[Documento]
------------------------------------------------
Alimentos diferidos
Alimentos por necessidade superveniente, quando anteriormente o ex-cônjuge omite a verba alimentar na separação judicial, são alimentos diferidos ou alimentos futuros que podem ser exigidos, quando comprovada uma dependência econômica posterior.
sexta-feira, 10 de janeiro de 2014
Atualizado em 9 de janeiro de 2014 11:37
Alimentos por necessidade superveniente, quando anteriormente o ex-cônjuge omite a verba alimentar na separação judicial, são alimentos diferidos ou alimentos futuros que podem ser exigidos, quando comprovada uma dependência econômica posterior.
Neste sentido, a Súmula 336 do Superior Tribunal de Justiça empreende o seu mais exato alcance, ao enunciar o verbete que "a mulher que renunciou aos alimentos na separação judicial tem direito a pensão previdenciária por morte do ex-marido, comprovada a necessidade econômica superveniente".
------------------------------------------------
[Informações fornecidas]

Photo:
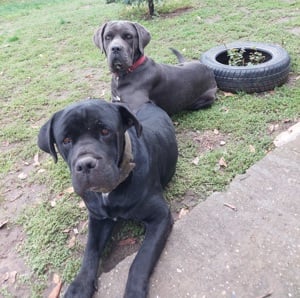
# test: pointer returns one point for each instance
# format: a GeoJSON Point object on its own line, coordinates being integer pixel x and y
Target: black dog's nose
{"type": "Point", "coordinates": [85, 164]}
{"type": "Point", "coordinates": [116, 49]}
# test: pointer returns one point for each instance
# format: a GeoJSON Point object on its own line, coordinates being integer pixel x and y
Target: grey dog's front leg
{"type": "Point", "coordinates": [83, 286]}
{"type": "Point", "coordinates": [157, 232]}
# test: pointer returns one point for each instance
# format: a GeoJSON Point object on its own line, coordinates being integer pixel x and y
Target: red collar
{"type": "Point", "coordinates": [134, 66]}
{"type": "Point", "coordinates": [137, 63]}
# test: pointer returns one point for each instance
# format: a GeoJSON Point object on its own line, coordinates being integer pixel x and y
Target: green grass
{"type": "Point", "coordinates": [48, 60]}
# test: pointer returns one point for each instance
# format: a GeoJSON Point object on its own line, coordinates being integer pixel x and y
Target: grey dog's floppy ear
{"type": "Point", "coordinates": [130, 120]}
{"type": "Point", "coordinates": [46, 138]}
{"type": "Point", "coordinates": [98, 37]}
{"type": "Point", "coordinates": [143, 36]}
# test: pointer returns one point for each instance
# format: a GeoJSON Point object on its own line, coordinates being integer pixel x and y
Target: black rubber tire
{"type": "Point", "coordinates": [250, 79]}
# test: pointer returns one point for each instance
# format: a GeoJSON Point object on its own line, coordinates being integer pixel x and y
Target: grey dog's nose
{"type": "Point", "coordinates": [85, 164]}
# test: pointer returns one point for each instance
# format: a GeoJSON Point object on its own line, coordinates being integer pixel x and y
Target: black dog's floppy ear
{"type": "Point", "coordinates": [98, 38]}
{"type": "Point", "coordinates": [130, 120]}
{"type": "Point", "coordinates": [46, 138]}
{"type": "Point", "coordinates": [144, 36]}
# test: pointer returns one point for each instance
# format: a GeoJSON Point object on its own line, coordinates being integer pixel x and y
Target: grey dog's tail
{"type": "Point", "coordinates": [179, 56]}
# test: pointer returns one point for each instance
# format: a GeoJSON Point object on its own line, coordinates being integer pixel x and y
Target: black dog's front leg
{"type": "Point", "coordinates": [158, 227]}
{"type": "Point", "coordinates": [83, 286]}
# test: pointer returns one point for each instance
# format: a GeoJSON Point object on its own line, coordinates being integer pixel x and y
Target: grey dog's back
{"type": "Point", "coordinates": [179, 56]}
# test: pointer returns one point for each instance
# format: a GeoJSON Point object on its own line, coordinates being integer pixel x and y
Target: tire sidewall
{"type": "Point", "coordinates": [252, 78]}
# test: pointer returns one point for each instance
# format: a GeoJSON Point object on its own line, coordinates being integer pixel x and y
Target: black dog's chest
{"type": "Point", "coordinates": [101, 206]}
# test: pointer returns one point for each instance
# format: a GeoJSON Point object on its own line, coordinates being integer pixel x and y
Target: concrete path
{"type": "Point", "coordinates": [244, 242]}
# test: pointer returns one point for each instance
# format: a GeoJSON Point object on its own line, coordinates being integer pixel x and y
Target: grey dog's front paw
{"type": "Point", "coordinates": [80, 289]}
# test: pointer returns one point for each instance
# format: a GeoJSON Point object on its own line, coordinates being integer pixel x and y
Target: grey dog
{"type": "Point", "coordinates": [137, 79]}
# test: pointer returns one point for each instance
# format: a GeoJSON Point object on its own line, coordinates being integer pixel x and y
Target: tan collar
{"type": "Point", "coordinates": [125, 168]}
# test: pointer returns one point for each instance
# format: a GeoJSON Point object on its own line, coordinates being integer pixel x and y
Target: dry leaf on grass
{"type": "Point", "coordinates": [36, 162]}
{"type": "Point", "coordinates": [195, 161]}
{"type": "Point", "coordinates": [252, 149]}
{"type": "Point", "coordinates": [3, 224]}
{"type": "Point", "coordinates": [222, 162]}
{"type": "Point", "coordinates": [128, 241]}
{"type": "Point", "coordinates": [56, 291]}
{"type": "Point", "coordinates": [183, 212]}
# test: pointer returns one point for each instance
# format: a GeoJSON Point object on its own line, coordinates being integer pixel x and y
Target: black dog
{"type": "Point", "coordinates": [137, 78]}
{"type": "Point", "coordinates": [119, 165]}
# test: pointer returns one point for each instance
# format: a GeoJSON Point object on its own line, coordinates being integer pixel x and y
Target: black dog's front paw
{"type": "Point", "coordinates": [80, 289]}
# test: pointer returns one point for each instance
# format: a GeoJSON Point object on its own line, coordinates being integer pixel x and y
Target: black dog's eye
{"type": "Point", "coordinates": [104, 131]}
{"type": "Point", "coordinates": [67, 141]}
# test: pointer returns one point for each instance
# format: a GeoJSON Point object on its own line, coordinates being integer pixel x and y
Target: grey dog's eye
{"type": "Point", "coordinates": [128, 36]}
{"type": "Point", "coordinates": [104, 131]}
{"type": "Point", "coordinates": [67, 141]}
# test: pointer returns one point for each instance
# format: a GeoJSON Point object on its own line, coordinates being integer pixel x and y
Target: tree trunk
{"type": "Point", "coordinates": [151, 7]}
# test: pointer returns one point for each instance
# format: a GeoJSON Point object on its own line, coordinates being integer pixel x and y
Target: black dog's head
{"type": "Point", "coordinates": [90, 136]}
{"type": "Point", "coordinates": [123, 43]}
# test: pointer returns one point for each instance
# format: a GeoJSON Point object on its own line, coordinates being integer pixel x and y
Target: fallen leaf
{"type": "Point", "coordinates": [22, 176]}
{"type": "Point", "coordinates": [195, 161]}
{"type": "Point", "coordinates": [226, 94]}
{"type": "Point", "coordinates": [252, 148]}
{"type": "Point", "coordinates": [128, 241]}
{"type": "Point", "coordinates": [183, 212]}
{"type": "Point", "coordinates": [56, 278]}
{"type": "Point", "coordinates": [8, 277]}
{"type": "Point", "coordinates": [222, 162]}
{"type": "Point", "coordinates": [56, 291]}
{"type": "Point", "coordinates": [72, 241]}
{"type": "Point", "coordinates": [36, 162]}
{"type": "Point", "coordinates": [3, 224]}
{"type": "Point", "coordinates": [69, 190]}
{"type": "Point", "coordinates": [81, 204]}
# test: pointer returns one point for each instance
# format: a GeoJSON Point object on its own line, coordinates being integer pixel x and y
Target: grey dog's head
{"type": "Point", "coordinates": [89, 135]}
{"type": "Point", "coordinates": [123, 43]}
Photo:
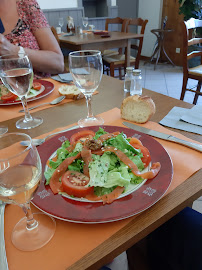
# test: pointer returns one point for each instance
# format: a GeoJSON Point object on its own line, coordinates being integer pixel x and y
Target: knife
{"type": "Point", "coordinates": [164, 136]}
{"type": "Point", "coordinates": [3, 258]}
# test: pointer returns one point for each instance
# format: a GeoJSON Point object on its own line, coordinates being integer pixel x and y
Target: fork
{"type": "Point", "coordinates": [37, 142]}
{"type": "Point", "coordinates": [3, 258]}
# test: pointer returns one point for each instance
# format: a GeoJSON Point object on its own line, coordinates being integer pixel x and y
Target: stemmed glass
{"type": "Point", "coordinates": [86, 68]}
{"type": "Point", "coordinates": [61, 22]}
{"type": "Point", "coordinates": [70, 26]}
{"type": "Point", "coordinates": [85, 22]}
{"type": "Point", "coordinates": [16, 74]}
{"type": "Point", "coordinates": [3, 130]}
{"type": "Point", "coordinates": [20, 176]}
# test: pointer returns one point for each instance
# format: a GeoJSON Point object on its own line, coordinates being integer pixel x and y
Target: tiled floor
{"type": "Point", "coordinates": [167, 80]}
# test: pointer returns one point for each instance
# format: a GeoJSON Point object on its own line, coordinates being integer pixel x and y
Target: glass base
------------------------------------------------
[Descrição do exercício] Reproduza palavra por palavra, do início ao fim, o texto sobre alimentos diferidos que aparece acima.

[Resposta]
Alimentos diferidos
Alimentos por necessidade superveniente, quando anteriormente o ex-cônjuge omite a verba alimentar na separação judicial, são alimentos diferidos ou alimentos futuros que podem ser exigidos, quando comprovada uma dependência econômica posterior.
sexta-feira, 10 de janeiro de 2014
Atualizado em 9 de janeiro de 2014 11:37
Alimentos por necessidade superveniente, quando anteriormente o ex-cônjuge omite a verba alimentar na separação judicial, são alimentos diferidos ou alimentos futuros que podem ser exigidos, quando comprovada uma dependência econômica posterior.
Neste sentido, a Súmula 336 do Superior Tribunal de Justiça empreende o seu mais exato alcance, ao enunciar o verbete que "a mulher que renunciou aos alimentos na separação judicial tem direito a pensão previdenciária por morte do ex-marido, comprovada a necessidade econômica superveniente".